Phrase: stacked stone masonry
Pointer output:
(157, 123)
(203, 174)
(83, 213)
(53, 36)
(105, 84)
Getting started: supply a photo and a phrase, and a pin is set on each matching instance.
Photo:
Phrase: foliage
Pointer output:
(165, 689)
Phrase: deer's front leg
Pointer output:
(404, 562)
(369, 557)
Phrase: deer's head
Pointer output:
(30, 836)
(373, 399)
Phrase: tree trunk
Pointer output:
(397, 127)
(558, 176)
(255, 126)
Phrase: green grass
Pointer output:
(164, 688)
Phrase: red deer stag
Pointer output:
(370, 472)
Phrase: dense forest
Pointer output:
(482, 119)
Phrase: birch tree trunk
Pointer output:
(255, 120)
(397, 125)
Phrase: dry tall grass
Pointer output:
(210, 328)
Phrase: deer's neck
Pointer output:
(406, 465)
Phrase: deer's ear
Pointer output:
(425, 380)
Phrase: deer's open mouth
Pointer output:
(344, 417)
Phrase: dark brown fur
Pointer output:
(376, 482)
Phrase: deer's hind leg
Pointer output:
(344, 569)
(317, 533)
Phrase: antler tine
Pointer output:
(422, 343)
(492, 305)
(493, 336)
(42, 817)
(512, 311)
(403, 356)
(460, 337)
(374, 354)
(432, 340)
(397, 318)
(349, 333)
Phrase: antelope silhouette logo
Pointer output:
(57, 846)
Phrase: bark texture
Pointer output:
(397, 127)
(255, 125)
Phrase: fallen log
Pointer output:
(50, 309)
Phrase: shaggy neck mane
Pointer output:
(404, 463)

[What to produce]: Type the whole listing again, unaltered.

[Result of the task]:
Phrase: stacked stone masonry
Pointer output:
(157, 123)
(203, 174)
(83, 213)
(53, 36)
(105, 84)
Getting started: supply a photo and a phrase, and a pin is set on each matching instance.
Photo:
Phrase: foliage
Pointer output:
(165, 689)
Phrase: deer's front leg
Pointer output:
(404, 562)
(369, 557)
Phrase: deer's head
Pointer output:
(30, 836)
(373, 399)
Phrase: tree trunk
Pointer output:
(397, 127)
(558, 176)
(255, 126)
Phrase: green grass
Pointer output:
(164, 688)
Phrase: red deer stag
Pointer output:
(370, 472)
Phrase: dense forest
Pointer output:
(482, 119)
Phrase: birch tree trunk
Pointer output:
(255, 120)
(397, 125)
Phrase: dry tall grass
Pointer output:
(210, 328)
Phrase: deer's neck
Pointer output:
(406, 465)
Phrase: deer's ear
Pointer output:
(425, 380)
Phrase: deer's open mouth
Pointer output:
(344, 417)
Phrase: dark brown fur
Pointer output:
(376, 482)
Phrase: deer's hind leg
Pointer output:
(344, 569)
(317, 533)
Phrase: antler tine
Pointer output:
(422, 343)
(492, 305)
(493, 336)
(42, 817)
(512, 311)
(403, 356)
(460, 337)
(374, 354)
(432, 340)
(397, 318)
(349, 333)
Phrase: antelope silhouette logo
Pointer output:
(57, 846)
Phrase: bark texture
Pointer output:
(397, 127)
(255, 125)
Phrase: fallen log
Pointer output:
(50, 309)
Phrase: shaggy neck mane
Pointer output:
(404, 463)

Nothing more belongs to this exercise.